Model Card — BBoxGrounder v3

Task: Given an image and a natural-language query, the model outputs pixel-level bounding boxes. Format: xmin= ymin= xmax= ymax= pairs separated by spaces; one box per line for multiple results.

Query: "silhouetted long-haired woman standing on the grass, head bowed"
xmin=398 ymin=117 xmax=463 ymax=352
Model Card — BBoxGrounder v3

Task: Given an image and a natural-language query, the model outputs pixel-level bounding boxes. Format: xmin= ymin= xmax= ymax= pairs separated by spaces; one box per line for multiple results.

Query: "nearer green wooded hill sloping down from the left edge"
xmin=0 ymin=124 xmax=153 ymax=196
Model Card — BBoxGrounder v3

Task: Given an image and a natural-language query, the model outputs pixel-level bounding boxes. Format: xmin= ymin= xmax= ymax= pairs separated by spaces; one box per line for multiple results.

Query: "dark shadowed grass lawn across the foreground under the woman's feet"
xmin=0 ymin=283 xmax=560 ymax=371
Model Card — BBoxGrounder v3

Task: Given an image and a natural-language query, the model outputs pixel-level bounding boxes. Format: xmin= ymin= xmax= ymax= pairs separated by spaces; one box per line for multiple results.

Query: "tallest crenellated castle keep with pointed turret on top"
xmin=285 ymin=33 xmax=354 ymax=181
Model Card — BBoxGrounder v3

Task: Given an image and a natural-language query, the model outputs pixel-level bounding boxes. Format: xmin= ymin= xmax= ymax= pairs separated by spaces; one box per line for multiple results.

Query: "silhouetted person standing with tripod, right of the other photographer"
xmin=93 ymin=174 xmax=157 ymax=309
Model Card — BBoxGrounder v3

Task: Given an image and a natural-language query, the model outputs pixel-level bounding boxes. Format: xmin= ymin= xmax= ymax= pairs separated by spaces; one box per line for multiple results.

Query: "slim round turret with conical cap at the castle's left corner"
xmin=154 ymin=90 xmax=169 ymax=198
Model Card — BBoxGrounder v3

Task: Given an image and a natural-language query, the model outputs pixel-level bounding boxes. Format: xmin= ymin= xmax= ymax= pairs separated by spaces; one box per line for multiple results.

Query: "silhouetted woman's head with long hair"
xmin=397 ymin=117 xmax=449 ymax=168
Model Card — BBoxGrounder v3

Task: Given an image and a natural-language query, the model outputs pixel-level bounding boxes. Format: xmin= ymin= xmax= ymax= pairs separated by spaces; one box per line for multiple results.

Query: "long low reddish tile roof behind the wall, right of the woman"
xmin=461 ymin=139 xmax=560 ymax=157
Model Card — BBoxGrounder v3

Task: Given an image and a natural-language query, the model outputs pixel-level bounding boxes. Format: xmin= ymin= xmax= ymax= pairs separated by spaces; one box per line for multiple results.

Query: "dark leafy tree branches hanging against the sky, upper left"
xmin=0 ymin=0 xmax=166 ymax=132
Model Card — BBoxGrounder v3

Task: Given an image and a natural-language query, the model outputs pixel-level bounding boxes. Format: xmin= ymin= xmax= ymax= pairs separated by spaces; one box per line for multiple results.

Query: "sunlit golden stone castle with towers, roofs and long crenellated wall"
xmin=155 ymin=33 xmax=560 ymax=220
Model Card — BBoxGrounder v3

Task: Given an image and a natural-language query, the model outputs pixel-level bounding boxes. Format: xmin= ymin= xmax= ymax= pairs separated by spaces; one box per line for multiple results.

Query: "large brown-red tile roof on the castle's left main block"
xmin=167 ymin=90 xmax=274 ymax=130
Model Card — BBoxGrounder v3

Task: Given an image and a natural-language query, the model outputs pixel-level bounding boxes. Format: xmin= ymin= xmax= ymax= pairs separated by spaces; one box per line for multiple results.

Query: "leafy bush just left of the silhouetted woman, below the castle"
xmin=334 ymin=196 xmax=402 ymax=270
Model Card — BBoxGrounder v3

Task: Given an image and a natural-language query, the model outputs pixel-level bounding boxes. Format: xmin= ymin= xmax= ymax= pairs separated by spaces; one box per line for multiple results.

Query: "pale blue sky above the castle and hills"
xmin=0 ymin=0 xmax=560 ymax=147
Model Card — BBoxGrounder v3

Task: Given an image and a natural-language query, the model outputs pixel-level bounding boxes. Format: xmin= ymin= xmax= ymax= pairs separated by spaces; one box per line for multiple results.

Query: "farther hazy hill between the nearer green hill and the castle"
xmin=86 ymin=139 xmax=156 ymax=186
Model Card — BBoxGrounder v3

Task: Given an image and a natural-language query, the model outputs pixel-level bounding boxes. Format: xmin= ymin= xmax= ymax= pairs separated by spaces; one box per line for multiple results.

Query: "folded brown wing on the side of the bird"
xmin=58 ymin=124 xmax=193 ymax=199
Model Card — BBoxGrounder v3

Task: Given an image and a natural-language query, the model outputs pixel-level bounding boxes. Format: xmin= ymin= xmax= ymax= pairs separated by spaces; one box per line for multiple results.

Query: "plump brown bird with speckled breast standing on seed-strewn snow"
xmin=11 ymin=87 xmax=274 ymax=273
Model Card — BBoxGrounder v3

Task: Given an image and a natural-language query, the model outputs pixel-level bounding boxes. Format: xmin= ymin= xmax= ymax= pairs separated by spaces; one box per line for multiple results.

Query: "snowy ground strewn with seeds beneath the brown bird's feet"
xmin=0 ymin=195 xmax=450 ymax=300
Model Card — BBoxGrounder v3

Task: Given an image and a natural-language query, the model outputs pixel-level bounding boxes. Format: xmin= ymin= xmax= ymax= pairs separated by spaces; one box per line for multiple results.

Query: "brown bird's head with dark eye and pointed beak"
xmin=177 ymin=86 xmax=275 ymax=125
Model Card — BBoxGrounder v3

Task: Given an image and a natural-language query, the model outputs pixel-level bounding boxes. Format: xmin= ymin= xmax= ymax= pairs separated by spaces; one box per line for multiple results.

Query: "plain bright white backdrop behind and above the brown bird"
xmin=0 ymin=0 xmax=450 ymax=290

• _Aim of the task_: Recopy all of the records verbatim.

• _Exercise solution_:
Model Card — BBoxGrounder v3

Task: Given an image and a natural-language query, the model outputs pixel-level bounding boxes. Format: xmin= ymin= xmax= ymax= pairs separated by spaces; one box per line for multiple results.

Query: "silhouetted long-haired woman standing on the grass, head bowed"
xmin=398 ymin=117 xmax=463 ymax=352
Model Card — BBoxGrounder v3

Task: Given an image and a natural-language query, the model outputs pixel-level bounding boxes. Format: xmin= ymin= xmax= ymax= pairs separated by spaces; one box per line for multiple results.

Query: "nearer green wooded hill sloping down from the left edge"
xmin=0 ymin=124 xmax=153 ymax=196
Model Card — BBoxGrounder v3

Task: Given an image and a natural-language query, the model outputs pixel-level bounding boxes. Format: xmin= ymin= xmax= ymax= pairs separated by spaces; one box per line for multiple results.

Query: "dark shadowed grass lawn across the foreground under the woman's feet"
xmin=0 ymin=283 xmax=560 ymax=371
Model Card — BBoxGrounder v3

Task: Given an image and a natural-language query, the model outputs pixel-level bounding boxes. Format: xmin= ymin= xmax= ymax= pairs separated by spaces; one box per line for multiple results.

Query: "tallest crenellated castle keep with pointed turret on top"
xmin=285 ymin=33 xmax=354 ymax=181
Model Card — BBoxGrounder v3

Task: Given an image and a natural-language query, the model outputs pixel-level bounding boxes. Format: xmin= ymin= xmax= ymax= pairs separated by spaces; one box per line for multiple results.

Query: "silhouetted person standing with tripod, right of the other photographer"
xmin=93 ymin=174 xmax=157 ymax=309
Model Card — BBoxGrounder v3

Task: Given an image and a natural-language query, the model outputs pixel-level bounding boxes. Format: xmin= ymin= xmax= ymax= pairs separated by spaces; one box per line for multiple results.

Query: "slim round turret with conical cap at the castle's left corner"
xmin=154 ymin=90 xmax=169 ymax=198
Model Card — BBoxGrounder v3

Task: Given an image and a natural-language query, the model outputs pixel-level bounding boxes. Format: xmin= ymin= xmax= ymax= pairs separated by spaces; one box per line for multiple results.

Query: "silhouetted woman's head with long hair"
xmin=397 ymin=117 xmax=449 ymax=168
Model Card — BBoxGrounder v3

Task: Given an image and a natural-language query, the model outputs pixel-level bounding boxes. Format: xmin= ymin= xmax= ymax= pairs separated by spaces; one box per line for multiple results.

Query: "long low reddish tile roof behind the wall, right of the woman"
xmin=461 ymin=139 xmax=560 ymax=157
Model Card — BBoxGrounder v3

Task: Given an image and a natural-language query, the model outputs pixel-level bounding boxes. Format: xmin= ymin= xmax= ymax= pairs separated by spaces; one box per line for multiple results.

Query: "dark leafy tree branches hanging against the sky, upper left"
xmin=0 ymin=0 xmax=166 ymax=132
Model Card — BBoxGrounder v3

Task: Given an image and a natural-language query, the model outputs pixel-level bounding boxes. Format: xmin= ymin= xmax= ymax= pairs separated by spaces; one box per line for multiple results.

Query: "sunlit golden stone castle with towers, roofs and long crenellated wall"
xmin=155 ymin=33 xmax=560 ymax=220
Model Card — BBoxGrounder v3

Task: Given an image and a natural-language query, the model outputs pixel-level bounding boxes. Format: xmin= ymin= xmax= ymax= pairs separated by spaces; one box per line for multiple results.

Query: "large brown-red tile roof on the castle's left main block"
xmin=167 ymin=90 xmax=274 ymax=130
Model Card — BBoxGrounder v3

Task: Given an image and a natural-language query, the model outputs pixel-level bounding boxes. Format: xmin= ymin= xmax= ymax= pairs separated by spaces; one box per line for multiple results.

Query: "leafy bush just left of the silhouetted woman, below the castle"
xmin=334 ymin=196 xmax=402 ymax=270
Model Card — BBoxGrounder v3

Task: Given an image and a natural-language query, the model outputs pixel-level bounding boxes. Format: xmin= ymin= xmax= ymax= pairs separated by spaces; one box per line for multiple results.

Query: "pale blue sky above the castle and hills"
xmin=0 ymin=0 xmax=560 ymax=147
Model Card — BBoxGrounder v3

Task: Given an image and a natural-language query, the model outputs pixel-level bounding boxes. Format: xmin= ymin= xmax= ymax= pairs separated by spaces; one box per line for multiple results.

Query: "farther hazy hill between the nearer green hill and the castle"
xmin=86 ymin=139 xmax=156 ymax=186
Model Card — BBoxGrounder v3

Task: Given an image and a natural-language query, the model outputs pixel-level bounding boxes. Format: xmin= ymin= xmax= ymax= pairs separated by spaces; one box per line for multiple results.

Query: "folded brown wing on the side of the bird"
xmin=58 ymin=124 xmax=193 ymax=199
Model Card — BBoxGrounder v3

Task: Given an image and a natural-language query, the model outputs pixel-level bounding boxes. Format: xmin= ymin= xmax= ymax= pairs separated by spaces; one box per line for multiple results.

Query: "plump brown bird with speckled breast standing on seed-strewn snow"
xmin=11 ymin=87 xmax=274 ymax=273
Model Card — BBoxGrounder v3

Task: Given an image and a natural-language query, the model outputs pixel-level bounding boxes. Format: xmin= ymin= xmax= ymax= pairs separated by spaces; one box per line for multiple results.

Query: "snowy ground strewn with seeds beneath the brown bird's feet"
xmin=0 ymin=195 xmax=450 ymax=300
Model Card — BBoxGrounder v3

Task: Given an image and a natural-language query, the model outputs pixel-level bounding boxes. Format: xmin= ymin= xmax= ymax= pairs separated by spaces; one box per line for multiple results.

Query: "brown bird's head with dark eye and pointed beak"
xmin=177 ymin=86 xmax=275 ymax=125
Model Card — BBoxGrounder v3

Task: Given an image and a natural-language query, the model outputs pixel-level bounding boxes. Format: xmin= ymin= xmax= ymax= pairs separated by spaces; one box per line for multiple results.

Query: "plain bright white backdrop behind and above the brown bird"
xmin=0 ymin=0 xmax=450 ymax=290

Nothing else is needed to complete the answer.